▶ [THE PROBLEM]: Rewrite the lines below, changing "detector" to "locator" everywhere and leaving everything else as it is. Omit the pictures from your answer.

▶ [PROVIDED RECORDS]:
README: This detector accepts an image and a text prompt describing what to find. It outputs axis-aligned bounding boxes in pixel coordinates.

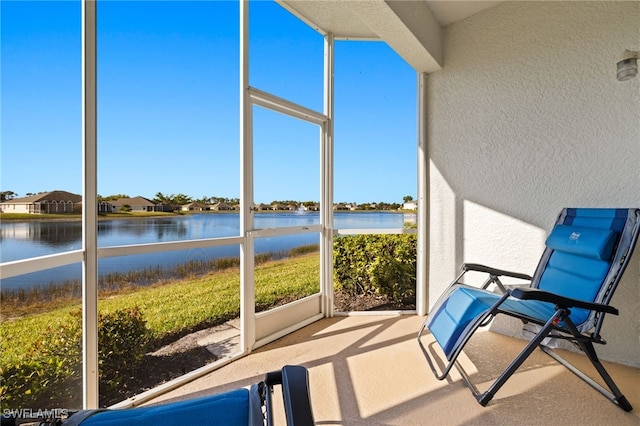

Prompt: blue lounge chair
[418,209,640,411]
[2,365,314,426]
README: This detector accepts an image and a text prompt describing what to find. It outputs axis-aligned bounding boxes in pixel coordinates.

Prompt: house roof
[2,191,82,204]
[111,196,155,207]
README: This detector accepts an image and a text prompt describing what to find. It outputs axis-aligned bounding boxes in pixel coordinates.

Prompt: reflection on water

▶ [FULL SOLUTION]:
README: This locator accepts an image and a text prompt describing what to find. It outputs axis-aligned bounding boxes in pixel coordinates.


Prompt: blue lounge chair
[418,209,640,411]
[2,365,314,426]
README: This locator accepts an image and a text prompt describing what to find. It outputs axis-aligned bounding boxes in pixel coordinates.

Prompt: house roof
[2,191,82,204]
[111,196,155,207]
README: This locator accepts an image and a text prompt describing what to find. It outputs axis-aligned bounding boxes in pixel coordinates.

Prompt: reflection on water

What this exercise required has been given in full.